**Objectives:**
a) How would you put this sentence from the passage on approximating functions into Spanish: "Secondly, querying the attractor map over many points can be done in parallel, and wrapping the query loop with Perl's MCE is an easy way to push the CPU to 100%."
b) Which functions does the passage on approximating functions name as the ones it approximates for demonstration? List them all.
c) Answer these from the passage on approximating functions:
(i) What example of empirical measurements does it give?
(ii) What part of the Pythagoras can be left out of the distance measure?
(iii) Which approximate nearest-neighbour method is tried?

Some functions, such as the Ackley, are very difficult to approximate, particularly with nearest-neighbour. However, there is rarely a need to try to approximate a function where an equation is already known. Usually this kind of approach is taken where the function is not known (or might not exist) but there are some empirical measurements. For example, heightmap data for a geographical terrain, and an approximation for a height at an arbitrary grid location is required. The functions below are used purely for demonstration.


Function Ackley Branin Franke's Goldstein-Price Sphere
Original
250 points
500 points
750 points
1000 points
1250 points
1500 points
1750 points
2000 points
2250 points
2500 points

Table 1. Comparison of different approximated functions with increasing number of sample points.

Optimisations

When the attractor map is fed with thousands of sampled data points, performing thousands of lookups can become slow. There are two obvious speed-ups. Firstly, the distance measure is for relative comparison, so the square root in the Pythagoras can be omitted. Secondly, querying the attractor map over many points can be done in parallel, and wrapping the query loop with Perl's MCE is an easy way to push the CPU to 100%.

Another answer to the speed issue is to re-code in a faster programming language; but while algorithmic improvements are available, that optimisation should be done last. At a more fundamental level, the approach is slow because it is calculating the distance from the provided query point to all the known sample data points in order to determine the nearest neighbour for the map lookup. Use of a spatial algorithm which can assist in nearest-neighbour search by providing a subset of points would improve the situation. There are many spatial algorithms, but the method tried here is an approximate nearest-neigbour (ANN) method, Euclidean Locality-Sensitive Hashing (LSH).

**Supplied records:**
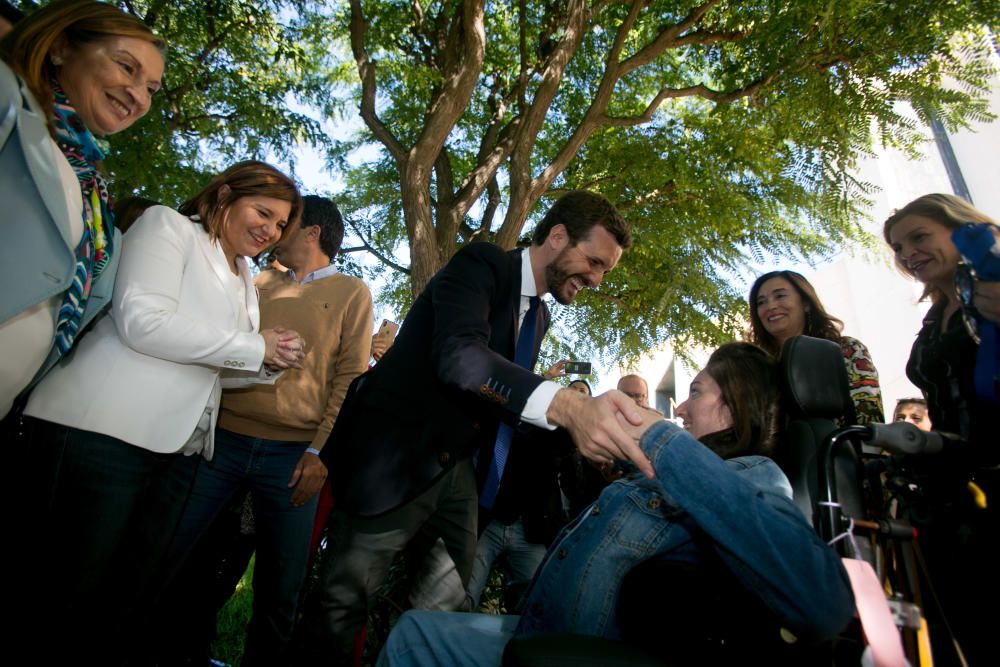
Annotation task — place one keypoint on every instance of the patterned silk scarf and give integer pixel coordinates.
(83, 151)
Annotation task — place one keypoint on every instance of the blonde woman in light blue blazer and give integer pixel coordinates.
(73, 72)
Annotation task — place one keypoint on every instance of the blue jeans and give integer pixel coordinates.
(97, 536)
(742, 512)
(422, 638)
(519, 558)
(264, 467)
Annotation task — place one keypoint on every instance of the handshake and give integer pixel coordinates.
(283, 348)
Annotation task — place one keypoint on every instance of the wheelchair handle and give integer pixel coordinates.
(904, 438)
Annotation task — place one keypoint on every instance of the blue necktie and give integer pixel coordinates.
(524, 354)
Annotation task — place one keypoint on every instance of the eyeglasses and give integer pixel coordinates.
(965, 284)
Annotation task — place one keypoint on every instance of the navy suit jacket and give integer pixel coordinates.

**Answers for the exercise:**
a) En segundo lugar, la consulta del mapa de atractores sobre muchos puntos puede hacerse en paralelo, y envolver el bucle de consulta con MCE de Perl es una forma sencilla de llevar la CPU al 100 %.

b) Ackley, Branin, Franke's, Goldstein-Price, Sphere

c)
(i) Heightmap data for a geographical terrain
(ii) The square root
(iii) Euclidean Locality-Sensitive Hashing (LSH)